== What you should do ==
Rewrite the data from the line containing "jacket collar, a" through the end of the data, inclusive, replacing "pixel coordinates" with "image coordinates" and leaving everything else unchanged.

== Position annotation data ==
----

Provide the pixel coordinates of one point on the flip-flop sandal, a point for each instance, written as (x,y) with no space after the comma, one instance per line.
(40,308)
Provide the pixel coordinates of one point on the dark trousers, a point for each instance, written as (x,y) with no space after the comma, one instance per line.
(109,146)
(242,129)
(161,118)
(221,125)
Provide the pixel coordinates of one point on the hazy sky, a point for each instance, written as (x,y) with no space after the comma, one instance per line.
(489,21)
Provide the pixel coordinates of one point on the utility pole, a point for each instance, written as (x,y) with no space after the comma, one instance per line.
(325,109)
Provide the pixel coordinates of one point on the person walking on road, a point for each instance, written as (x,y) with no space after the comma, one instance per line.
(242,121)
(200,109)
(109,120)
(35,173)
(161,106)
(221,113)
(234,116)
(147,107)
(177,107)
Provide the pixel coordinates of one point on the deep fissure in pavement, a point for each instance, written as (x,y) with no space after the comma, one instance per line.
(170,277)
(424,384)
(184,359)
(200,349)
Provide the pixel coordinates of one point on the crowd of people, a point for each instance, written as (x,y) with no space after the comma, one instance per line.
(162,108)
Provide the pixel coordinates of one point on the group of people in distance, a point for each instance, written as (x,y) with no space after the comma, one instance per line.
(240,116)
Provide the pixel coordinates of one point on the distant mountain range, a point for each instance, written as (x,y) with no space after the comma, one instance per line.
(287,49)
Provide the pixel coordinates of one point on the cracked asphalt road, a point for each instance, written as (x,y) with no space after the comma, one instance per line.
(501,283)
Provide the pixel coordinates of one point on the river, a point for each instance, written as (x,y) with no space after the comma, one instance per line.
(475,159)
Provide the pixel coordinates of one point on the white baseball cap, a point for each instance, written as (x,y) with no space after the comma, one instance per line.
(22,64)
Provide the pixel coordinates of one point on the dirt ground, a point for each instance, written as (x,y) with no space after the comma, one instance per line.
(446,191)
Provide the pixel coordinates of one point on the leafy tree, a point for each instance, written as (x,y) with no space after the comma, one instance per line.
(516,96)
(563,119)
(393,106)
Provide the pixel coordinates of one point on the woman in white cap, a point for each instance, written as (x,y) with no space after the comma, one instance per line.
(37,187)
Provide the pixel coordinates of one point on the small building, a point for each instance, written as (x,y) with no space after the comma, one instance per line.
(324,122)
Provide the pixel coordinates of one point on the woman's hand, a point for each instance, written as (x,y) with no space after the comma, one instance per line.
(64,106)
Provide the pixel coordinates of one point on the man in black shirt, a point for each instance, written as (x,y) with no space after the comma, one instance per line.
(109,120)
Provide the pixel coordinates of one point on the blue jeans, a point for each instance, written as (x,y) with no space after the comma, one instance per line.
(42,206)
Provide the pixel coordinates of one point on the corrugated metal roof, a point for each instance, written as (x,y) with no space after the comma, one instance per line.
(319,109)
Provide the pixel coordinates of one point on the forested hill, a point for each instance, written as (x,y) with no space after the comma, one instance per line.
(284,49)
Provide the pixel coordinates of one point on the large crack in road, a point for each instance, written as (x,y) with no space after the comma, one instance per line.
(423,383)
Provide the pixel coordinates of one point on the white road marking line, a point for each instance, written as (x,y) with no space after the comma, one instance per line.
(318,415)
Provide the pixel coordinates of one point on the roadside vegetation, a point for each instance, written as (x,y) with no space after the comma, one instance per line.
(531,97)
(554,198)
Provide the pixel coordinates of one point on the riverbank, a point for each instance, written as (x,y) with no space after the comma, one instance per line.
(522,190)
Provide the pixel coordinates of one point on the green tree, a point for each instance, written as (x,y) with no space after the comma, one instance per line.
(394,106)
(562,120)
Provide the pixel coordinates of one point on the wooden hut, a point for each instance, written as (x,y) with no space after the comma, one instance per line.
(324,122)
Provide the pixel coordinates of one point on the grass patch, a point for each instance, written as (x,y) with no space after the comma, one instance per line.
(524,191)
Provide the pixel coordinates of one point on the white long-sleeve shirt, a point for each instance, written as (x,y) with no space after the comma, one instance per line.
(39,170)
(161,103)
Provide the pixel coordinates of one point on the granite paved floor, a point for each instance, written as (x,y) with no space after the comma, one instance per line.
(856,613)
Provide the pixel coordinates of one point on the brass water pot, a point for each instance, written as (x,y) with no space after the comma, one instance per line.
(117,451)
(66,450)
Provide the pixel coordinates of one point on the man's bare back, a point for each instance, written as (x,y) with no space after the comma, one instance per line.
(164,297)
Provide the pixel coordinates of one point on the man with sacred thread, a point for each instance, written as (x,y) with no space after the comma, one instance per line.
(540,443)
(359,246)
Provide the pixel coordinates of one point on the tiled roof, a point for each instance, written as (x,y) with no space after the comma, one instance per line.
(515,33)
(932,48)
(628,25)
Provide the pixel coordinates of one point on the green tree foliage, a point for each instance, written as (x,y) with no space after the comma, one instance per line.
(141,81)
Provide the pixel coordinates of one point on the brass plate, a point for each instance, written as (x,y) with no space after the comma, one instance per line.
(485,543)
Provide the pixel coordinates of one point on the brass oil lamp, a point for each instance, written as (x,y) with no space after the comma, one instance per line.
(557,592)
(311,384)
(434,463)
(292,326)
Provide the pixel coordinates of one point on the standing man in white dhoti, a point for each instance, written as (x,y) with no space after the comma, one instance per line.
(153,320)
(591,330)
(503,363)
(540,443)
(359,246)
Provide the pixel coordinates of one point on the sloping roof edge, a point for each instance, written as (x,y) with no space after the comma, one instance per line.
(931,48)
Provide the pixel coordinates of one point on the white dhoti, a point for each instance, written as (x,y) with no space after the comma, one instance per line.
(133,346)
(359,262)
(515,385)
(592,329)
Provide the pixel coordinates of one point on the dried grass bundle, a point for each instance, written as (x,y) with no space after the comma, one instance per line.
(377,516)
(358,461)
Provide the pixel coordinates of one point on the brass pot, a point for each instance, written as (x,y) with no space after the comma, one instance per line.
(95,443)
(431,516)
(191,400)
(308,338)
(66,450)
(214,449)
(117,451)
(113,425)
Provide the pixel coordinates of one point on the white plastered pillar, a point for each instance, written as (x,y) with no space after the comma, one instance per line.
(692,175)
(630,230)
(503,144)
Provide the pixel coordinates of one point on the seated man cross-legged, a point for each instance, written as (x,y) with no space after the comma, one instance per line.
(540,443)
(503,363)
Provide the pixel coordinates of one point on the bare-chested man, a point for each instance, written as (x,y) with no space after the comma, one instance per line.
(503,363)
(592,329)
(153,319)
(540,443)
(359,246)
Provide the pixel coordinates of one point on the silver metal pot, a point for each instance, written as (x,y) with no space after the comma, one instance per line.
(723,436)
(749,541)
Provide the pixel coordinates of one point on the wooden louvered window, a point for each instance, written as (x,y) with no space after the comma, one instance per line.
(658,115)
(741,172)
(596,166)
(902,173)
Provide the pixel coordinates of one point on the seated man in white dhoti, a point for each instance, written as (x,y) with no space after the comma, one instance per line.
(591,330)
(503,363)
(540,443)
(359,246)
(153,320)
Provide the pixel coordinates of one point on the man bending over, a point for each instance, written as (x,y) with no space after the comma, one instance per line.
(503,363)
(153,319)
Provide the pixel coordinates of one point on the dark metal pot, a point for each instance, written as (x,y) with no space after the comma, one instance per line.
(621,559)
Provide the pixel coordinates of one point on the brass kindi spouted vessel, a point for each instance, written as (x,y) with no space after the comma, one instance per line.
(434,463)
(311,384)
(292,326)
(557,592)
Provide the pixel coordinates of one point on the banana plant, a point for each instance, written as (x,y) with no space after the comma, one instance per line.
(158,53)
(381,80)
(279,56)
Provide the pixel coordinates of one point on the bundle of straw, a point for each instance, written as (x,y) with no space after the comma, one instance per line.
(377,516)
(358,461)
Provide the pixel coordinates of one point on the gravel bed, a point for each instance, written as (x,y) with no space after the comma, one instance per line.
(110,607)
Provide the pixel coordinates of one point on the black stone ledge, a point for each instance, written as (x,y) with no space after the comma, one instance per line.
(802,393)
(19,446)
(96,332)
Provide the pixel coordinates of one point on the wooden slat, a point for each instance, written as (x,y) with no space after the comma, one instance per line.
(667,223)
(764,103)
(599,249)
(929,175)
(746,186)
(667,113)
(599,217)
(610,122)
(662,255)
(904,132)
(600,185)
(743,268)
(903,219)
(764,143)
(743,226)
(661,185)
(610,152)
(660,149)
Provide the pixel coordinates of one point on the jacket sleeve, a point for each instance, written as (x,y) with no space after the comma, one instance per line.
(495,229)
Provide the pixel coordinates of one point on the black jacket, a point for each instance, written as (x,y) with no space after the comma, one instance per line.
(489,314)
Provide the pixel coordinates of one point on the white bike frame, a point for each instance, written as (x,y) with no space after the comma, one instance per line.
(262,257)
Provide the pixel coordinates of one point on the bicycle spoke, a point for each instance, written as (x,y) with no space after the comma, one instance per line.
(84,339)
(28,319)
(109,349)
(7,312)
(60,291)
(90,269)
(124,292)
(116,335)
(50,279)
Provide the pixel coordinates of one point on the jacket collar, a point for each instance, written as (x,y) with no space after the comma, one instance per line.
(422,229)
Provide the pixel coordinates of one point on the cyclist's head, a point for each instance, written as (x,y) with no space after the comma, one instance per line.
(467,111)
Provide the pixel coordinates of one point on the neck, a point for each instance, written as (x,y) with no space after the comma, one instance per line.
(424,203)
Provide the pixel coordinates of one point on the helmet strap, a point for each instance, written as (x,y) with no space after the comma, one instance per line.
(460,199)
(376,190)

----

== Problem solution ==
Provide the image coordinates of one point on the jacket collar, a point for each instance, written as (x,y) with no space after the comma, one instance per line.
(422,229)
Provide the image coordinates of one point on the cyclist's head, a point for each instance, written as (x,y) with no space after the comma, one instance per line.
(467,111)
Provide the image coordinates of one point on the neck, a point for each instance, written as (x,y) with no space after the comma, one instance per line.
(424,203)
Provide the image coordinates of one point on the helmet strap, a point for each instance, written as (x,y) with no space after the comma, one instance per line.
(460,199)
(376,190)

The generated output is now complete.